Il 23 dicembre scorso, a seguito di un incendio all’interno del campo migranti di Lipa, nella città di Bihać, una cittadina della Bosnia al confine con la Croazia, 900 persone sono rimaste sfollate, prive di acqua, elettricità e un tetto per ripararsi dal freddo. L’inverno in quelle zone è rigido e i boschi non  possono essere un adeguato rifugio per un essere umano. Eppure, da quel giorno, centinaia di uomini,  donne e bambini continuano a vivere in condizioni disumane. Il 3 gennaio la Commissione Europea  ha annunciato lo stanziamento di 3,5 milioni di euro di aiuti umanitari per i migranti rifugiati nel  territorio della Bosnia-Erzegovina.

Tuttavia, pensare di poter risolvere una crisi umanitaria di tale  portata senza coinvolgere i territori ai confini dell’Unione Europea è inverosimile e non tiene conto della complessa rete di attori presenti all’interno di questo scenario.  

Le storie dei migranti nel campo di Lipa sono diverse tra loro e allo stesso tempo unite da un unico  filo conduttore. Sono persone provenienti da paesi che a noi sembrano lontani, immaginabili solo osservando una cartina geografica; territori come l’Afghanistan, l’Iran, l’Iraq, la Tunisia, l’Etiopia,  l’Eritrea. Il loro viaggio non è unidirezionale e non prevede un’unica meta, ma tante discese e talvolta  fermate a lungo termine. È come ritrovarsi su un binario, senza sapere se giungerai al punto di  partenza, di arrivo o di stallo perenne. Molte di queste persone decidono di fuggire dal loro paese a  causa della guerra, della fame, della povertà o per andare alla ricerca di un futuro migliore. Si affidano a trafficanti di esseri umani per poter raggiungere i paesi dell’UE, visti come un’isola felice, dove i loro diritti verranno rispettati. Cercano di trovare delle rotte che possano portarli al sicuro e dove  invece, spesso, incontrano la morte. Le loro vite, spezzate via dalle onde del mare, dalle ruote dei  camion, dalle sevizie delle polizie di frontiera o dai governi dittatoriali, vengono raccontate in  continuazione, eppure nessuno sembra volersene occupare.

■ DATI FORNITI:
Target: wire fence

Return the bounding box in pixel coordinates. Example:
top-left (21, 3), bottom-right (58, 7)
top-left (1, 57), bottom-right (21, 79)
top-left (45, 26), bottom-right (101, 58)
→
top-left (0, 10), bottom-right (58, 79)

■ CONSEGNA 1: Traduci in inglese questa frase dell'estratto sul campo di Lipa: "L’inverno in quelle zone è rigido e i boschi non possono essere un adeguato rifugio per un essere umano."
■ CONSEGNA 2:
Rispondi in base all'estratto sul campo di Lipa:
(a) Quante persone sono rimaste sfollate dopo l'incendio del 23 dicembre?
(b) Quale somma ha stanziato la Commissione Europea il 3 gennaio?
(c) A chi si affidano i migranti per raggiungere i paesi dell'UE?
Per svolgere gli esercizi non occorre consultare l'elenco.

■ RISULTATO DELL'ESERCIZIO 1: Winter in those areas is harsh, and the woods cannot be an adequate shelter for a human being.

■ RISULTATO DELL'ESERCIZIO 2:
(a) 900 persone.
(b) 3,5 milioni di euro di aiuti umanitari.
(c) A trafficanti di esseri umani.